#### Kutipan Teks
::::::::::
Dalam acara yang dilaksanakan secara daring tersebut menghadirkan Mercy Chriesty Barends, Ketua KEH, Harry Duynhoven, mantan Menteri Transportasi dan Energi New Zealand, Mr. Kurtz Kunz, Dubes Swiss untuk Indonesia, dan Barlev Nico Marhehe, Chief of Mission, UNEP Indonesia sebagai pembuka acara diskusi daring ini.
Mercy Barends menyampaikan ucapan terima kasihnya atas partisipasi seluruh pihak yang telah berkontribusi demi terwujudnya forum diskusi virtual ini, sebagai wadah bertukar informasi dan gagasan serta perspektif dari berbagai tokoh yang hadir.
‘Catatan-catatan penting dari acara ini nantinya juga akan jadi perhatian Kaukus Ekonomi Hijau untuk memperjuangkan sebuah regulasi yang mendukung terciptanya sustainability di Indonesia,” ujarnya.
Ketua Kaukus Ekonomi Hijau ini juga memperkenalkan Kaukus Ekonomi Hijau ini sebagai salah satu instrument yang mengawal implementasi Paris Agreement di Indonesia, mengingat Indonesia menjadi salah satu negara yang meratifikasi kesepakatan Internasional tersebut.
::::::::::
#### Catatan yang Diberikan
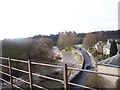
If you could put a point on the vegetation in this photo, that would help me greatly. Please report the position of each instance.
(27, 48)
(113, 49)
(89, 40)
(66, 40)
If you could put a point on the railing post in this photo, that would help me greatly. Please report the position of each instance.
(65, 77)
(30, 75)
(10, 72)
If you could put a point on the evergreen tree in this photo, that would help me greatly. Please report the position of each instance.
(113, 49)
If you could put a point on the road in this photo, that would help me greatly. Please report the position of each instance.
(82, 76)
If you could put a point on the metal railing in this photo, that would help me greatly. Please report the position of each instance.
(30, 73)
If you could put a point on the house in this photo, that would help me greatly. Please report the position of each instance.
(99, 46)
(111, 66)
(106, 48)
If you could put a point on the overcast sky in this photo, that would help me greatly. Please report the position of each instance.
(24, 18)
::::::::::
#### Tugas
Salin kembali bagian kutipan tentang diskusi daring Kaukus Ekonomi Hijau, mulai dari "Ketua Kaukus Ekonomi" sampai dengan "kesepakatan Internasional tersebut.", dan ganti sebutan "Paris Agreement" menjadi "Perjanjian Paris". Gunakan kutipan teks saja sebagai satu-satunya acuan.

#### Hasil Tugas
Ketua Kaukus Ekonomi Hijau ini juga memperkenalkan Kaukus Ekonomi Hijau ini sebagai salah satu instrument yang mengawal implementasi Perjanjian Paris di Indonesia, mengingat Indonesia menjadi salah satu negara yang meratifikasi kesepakatan Internasional tersebut.